● **Stored data entries**:
_ _ _ _ _ _ _

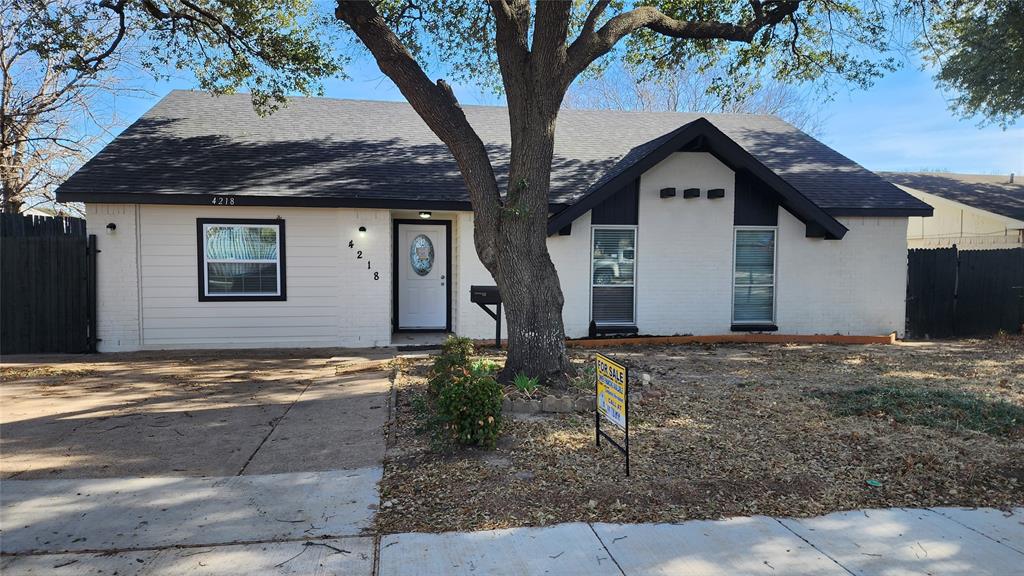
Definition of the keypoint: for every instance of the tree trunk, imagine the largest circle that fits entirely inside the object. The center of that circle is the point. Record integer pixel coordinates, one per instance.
(526, 278)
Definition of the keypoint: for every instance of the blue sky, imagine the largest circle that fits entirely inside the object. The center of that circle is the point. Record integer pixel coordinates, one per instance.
(901, 123)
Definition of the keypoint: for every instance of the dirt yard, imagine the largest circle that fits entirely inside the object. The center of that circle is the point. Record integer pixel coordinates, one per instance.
(737, 429)
(192, 413)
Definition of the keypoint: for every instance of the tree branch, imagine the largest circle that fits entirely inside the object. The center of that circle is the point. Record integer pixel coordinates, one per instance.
(587, 48)
(437, 107)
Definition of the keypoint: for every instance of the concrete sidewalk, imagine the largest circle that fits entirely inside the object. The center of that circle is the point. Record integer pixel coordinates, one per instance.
(884, 542)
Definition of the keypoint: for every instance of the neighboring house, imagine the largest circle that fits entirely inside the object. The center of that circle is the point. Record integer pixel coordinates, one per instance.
(973, 211)
(336, 222)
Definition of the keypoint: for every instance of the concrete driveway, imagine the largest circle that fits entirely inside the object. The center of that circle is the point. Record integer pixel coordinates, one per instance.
(157, 451)
(193, 414)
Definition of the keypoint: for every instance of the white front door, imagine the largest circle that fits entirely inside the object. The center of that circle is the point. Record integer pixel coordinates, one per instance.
(422, 256)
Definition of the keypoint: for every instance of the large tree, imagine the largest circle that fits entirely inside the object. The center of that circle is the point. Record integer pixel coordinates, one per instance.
(62, 60)
(532, 52)
(687, 89)
(538, 50)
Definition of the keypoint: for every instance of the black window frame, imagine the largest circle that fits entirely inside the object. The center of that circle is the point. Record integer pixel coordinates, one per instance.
(201, 259)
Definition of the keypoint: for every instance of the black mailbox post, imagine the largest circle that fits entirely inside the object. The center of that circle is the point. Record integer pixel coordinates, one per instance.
(483, 296)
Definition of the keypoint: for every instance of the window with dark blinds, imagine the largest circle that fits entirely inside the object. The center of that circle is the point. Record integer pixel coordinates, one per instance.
(613, 276)
(242, 260)
(754, 278)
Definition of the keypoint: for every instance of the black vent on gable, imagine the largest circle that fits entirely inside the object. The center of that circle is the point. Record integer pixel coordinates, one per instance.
(620, 208)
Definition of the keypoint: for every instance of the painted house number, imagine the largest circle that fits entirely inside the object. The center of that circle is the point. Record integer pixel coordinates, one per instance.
(358, 256)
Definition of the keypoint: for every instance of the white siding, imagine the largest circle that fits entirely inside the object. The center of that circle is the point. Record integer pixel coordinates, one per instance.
(684, 248)
(852, 286)
(684, 265)
(333, 299)
(968, 228)
(148, 274)
(117, 275)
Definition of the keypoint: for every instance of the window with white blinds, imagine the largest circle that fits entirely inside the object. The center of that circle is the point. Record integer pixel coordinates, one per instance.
(242, 260)
(613, 276)
(754, 277)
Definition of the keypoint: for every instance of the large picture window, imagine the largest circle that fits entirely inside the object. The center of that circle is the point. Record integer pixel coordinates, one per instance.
(613, 276)
(754, 277)
(241, 259)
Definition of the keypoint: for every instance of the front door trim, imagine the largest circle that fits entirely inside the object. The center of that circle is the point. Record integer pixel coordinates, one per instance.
(394, 273)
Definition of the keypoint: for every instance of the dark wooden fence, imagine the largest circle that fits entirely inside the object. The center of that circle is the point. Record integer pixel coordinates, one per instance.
(48, 279)
(965, 293)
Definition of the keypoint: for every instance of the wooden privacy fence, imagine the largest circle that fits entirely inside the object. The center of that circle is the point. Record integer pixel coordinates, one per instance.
(965, 293)
(48, 280)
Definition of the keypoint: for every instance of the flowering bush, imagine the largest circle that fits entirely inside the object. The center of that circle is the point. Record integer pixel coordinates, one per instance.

_ _ _ _ _ _ _

● **WRITTEN EXERCISE**: Copy out every one of the records above word for word, leaving out the pictures.

● **OUTPUT**:
Definition of the keypoint: for every instance of the tree trunk, imagine the largest circle that fits entirely inside the object. The center of that circle is the point. Record integer pixel coordinates, one per instance.
(526, 278)
Definition of the keypoint: for every instance of the blue sky, imagine the largest circle that fits entirely inside the object. The center of that circle is the point. Record integer pixel coordinates, one per instance.
(901, 123)
Definition of the keypoint: for every instance of the dirt yard, imagine the largest circle that fits entirely inside the object. The center of that circle is the point. Record integer pixel coordinates, one per instance.
(737, 429)
(192, 413)
Definition of the keypoint: for every instance of the tree branch, imagine the largest circle that fits entirely inside the object. The center of that circle is the point. Record integer pixel coordinates, one per instance.
(587, 48)
(437, 107)
Definition of the keypoint: for every instance of the concrete sidewalk, imagine the largest circle that fits entirely inside the object. The center of that circle is the point. Record integer pixel coordinates, one per instance.
(884, 542)
Definition of the keypoint: for every instance of the neighboring house, imagine the largest circle that fits entirely inside the object. The center of that circle is the point. Record integer pixel coordinates, one per instance.
(973, 211)
(336, 222)
Definition of the keypoint: for every instance of the concrete driveway, imagine the largest circle that fits entirely inside the object. The center of that circle is the point. Record integer pixel coordinates, one per instance.
(157, 451)
(193, 414)
Definition of the keypoint: for every instance of the white front door, imagine the largest circle that fits entirely inside the object. The center of that circle is the point. Record integer pixel coordinates, one per instance.
(422, 256)
Definition of the keypoint: for every instance of the large tree, imagine the largest circle that fits entirely inside the object. The center of that circle is the point. Record integer pixel coordinates, one per instance.
(62, 60)
(532, 52)
(687, 89)
(538, 50)
Definition of the keypoint: for every instance of the black window frame, imagine the largest circle that fits entirely inside the object. The center of that circle is the point. Record integer pixel coordinates, one per instance.
(201, 259)
Definition of the keypoint: for every instance of the black mailbox post, imagine the largest circle that fits entirely inside the object. The center of that circle is the point. Record integer pixel coordinates, one per instance.
(483, 296)
Definition of the keypoint: for every instance of the window with dark blinds, imagine the largest circle that fits entirely inside the object. The center of that circle is the point. Record integer pixel coordinates, one per instance.
(613, 276)
(242, 260)
(754, 278)
Definition of the keypoint: for every instance of the black vent on gable, imagine the largest circle that fits entirely inside the object. The center of that circle is the point. Record integer pixel coordinates, one per instance.
(620, 208)
Definition of the keypoint: for every instance of the painted house number, imagine the largest circle that fits entirely inside the object. The center of that circle is the point. Record integer pixel coordinates, one per instance.
(358, 256)
Definition of the keypoint: for every instance of the white siding, imagine the largest circle that fits entirely inside the object. The center of that circle is the point. Record integer pixel coordinates, one per instance.
(684, 248)
(852, 286)
(684, 265)
(333, 299)
(968, 228)
(148, 274)
(117, 275)
Definition of the keypoint: for every instance of the window with white blinds, imagine the largest circle that fits entirely inside the object. The center of that circle is the point. Record integer pixel coordinates, one per instance.
(242, 260)
(613, 276)
(754, 277)
Definition of the keypoint: for every instance of the large picture window, imagine the largest circle that fits entirely inside the object. The center of that circle is the point. Record integer pixel coordinates, one per instance.
(613, 276)
(754, 277)
(241, 259)
Definition of the keypoint: for every instance of the front door trim, imagine the largest circle that fits entirely inside the object. The center of that circle is the point. Record integer pixel coordinates, one per instance.
(394, 273)
Definition of the keypoint: for every instance of the dark wooden fence, imagine the largest circle that fits entirely inside the object. The center of that circle is the point. Record integer pixel coordinates, one per instance.
(48, 279)
(965, 293)
Definition of the keypoint: for every instance of the wooden privacy fence, imagine the largest circle that fits entirely inside the object. The center of that circle is the point. Record integer pixel coordinates, one per instance.
(965, 293)
(48, 280)
Definition of the keypoint: for every instance of the flowering bush, imagine the largest circle that fits entirely inside the object. The center of that circle is the point. Record integer pixel coordinates, one per instance.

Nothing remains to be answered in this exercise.